### EXERCISE SET
a: For the reserves passage, say whether each statement agrees with it. Answer yes or no and quote the text's deciding words exactly. (i) A project funded from the Electric Special Projects Reserve must require at least $1 million. (ii) Uncommitted Electric Special Projects Reserve funds left at the end of FY 2022 go to the Hydroelectric Stabilization Reserve. (iii) The long-term average annual hydro output level is given as 495,957 MWh as of March 2018.
b: Please copy out the part of the reserves passage that opens with the words containing "b) Changes in" and closes with "long-term average levels.".

### PASSAGE
....................
Section 5. Reserves for Reappropriations
At the end of each fiscal year the Electric Supply Fund and Electric Distribution Fund Reserves
for Reappropriations will be set to an amount equal to the amount of all remaining capital
and non-capital budgets that will be reappropriated to the following fiscal year for each Fund
in accordance with Palo Alto Municipal Code Section 2.28.090.
Section 6. Electric Special Projects Reserve
The Electric Special Projects Reserve (ESP Reserve) will be managed in accordance with the
policies and timelines set forth in Resolution 9206 (Resolution of the Council of the City of
Palo Alto Approving Renaming the Calaveras Reserve to the Electric Special Project Reserve
and Adoption of Electric Special Project Reserve Guidelines). These policies and timelines are
included from Resolution 9206 as amended to refer to the reserves structure set forth in
these Reserves Management Practices:
a) The purpose of the ESP Reserve is to fund projects that benefit electric ratepayers;
b) The ESP Reserve funds must be used for projects of significant impact;
c) Projects proposed for funding must demonstrate a need and value to electric
ratepayers. The projects must have verifiable value and must not be speculative, or
high-risk in nature;
d) Projects proposed for funding must be substantial in size, requiring funding of at least
$1 million;
e) Set a goal to commit funds by the end of FY 2017;
f) Any uncommitted funds remaining at the end of FY 2022 will be transferred to the
Electric Supply Operations Reserve and the ESP Reserve will be closed;
Section 7. Hydroelectric Stabilization Reserve
The Hydroelectric Stabilization Reserve is used to manage the supply cost impacts associated
with variations in generation from hydroelectric resources. Staff will manage the
Hydroelectric Stabilization Reserve as follows:
a) Projected Hydro Output: Near the end of each fiscal year, staff will determine the
actual and expected hydro output for that fiscal year, compare that to the long-term
average annual output level (495,957 MWh as of March 2018), and multiply the
difference by the average of the monthly round-the-clock forward market prices for
each month of the current fiscal year.
b) Changes in Reserves. Staff is authorized to transfer the amount described in Sec. 7(a)
from the Operations Reserve to the Hydroelectric Stabilization Reserve for hydro
output deviations above long-term average levels, or transfer this amount from the
Hydroelectric Stabilization Reserve to the Operations Reserve for hydro output
deviations below long-term average levels.
....................
### SUPPLIED ENTRIES
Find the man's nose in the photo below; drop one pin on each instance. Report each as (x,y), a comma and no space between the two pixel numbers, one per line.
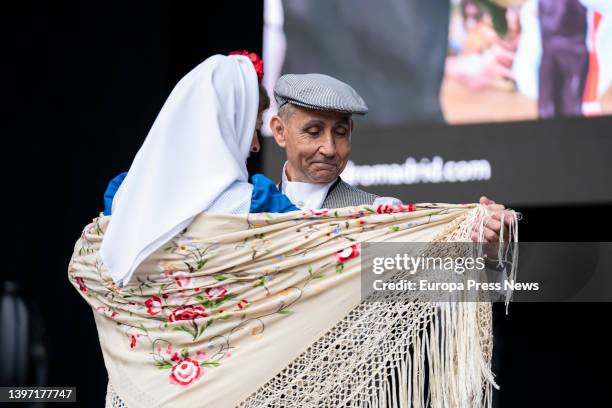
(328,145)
....................
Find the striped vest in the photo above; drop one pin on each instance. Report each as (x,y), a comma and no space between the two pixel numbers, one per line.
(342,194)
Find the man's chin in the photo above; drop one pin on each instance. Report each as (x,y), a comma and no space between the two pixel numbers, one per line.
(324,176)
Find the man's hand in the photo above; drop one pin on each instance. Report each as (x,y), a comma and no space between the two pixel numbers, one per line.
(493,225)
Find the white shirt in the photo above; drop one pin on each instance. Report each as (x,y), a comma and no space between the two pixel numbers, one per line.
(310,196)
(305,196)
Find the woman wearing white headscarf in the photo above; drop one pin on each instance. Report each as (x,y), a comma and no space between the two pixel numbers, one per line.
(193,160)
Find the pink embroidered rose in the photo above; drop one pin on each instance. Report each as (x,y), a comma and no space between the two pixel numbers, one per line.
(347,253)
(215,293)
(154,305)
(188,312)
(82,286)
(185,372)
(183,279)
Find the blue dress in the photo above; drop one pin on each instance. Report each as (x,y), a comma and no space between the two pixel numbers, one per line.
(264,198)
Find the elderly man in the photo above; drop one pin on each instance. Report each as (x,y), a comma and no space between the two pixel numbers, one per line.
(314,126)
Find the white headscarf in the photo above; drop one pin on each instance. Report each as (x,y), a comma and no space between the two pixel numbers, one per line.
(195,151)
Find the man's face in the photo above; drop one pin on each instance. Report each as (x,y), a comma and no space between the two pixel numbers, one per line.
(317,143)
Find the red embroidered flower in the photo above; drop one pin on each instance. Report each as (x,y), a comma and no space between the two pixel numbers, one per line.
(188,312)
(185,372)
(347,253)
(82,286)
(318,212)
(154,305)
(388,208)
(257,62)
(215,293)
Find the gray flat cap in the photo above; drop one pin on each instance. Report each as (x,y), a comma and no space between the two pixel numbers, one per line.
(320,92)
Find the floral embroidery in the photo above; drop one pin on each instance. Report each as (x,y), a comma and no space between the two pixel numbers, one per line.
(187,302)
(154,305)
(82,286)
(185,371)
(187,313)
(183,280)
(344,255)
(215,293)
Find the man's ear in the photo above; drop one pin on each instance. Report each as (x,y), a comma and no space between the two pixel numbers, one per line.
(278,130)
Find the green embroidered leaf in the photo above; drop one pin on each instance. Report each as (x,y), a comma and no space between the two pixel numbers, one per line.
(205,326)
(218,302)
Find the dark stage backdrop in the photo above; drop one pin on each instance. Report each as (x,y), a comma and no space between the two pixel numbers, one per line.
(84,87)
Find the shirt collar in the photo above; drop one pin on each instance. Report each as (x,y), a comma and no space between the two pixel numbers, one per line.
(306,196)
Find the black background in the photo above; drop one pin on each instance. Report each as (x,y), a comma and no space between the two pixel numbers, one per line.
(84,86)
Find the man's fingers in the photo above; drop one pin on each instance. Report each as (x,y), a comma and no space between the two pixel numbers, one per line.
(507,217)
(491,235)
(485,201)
....................
### SOLUTIONS BELOW
a:
(i) Yes: "requiring funding of at least $1 million"
(ii) No: "will be transferred to the Electric Supply Operations Reserve"
(iii) Yes: "(495,957 MWh as of March 2018)"

b:
b) Changes in Reserves. Staff is authorized to transfer the amount described in Sec. 7(a)
from the Operations Reserve to the Hydroelectric Stabilization Reserve for hydro
output deviations above long-term average levels, or transfer this amount from the
Hydroelectric Stabilization Reserve to the Operations Reserve for hydro output
deviations below long-term average levels.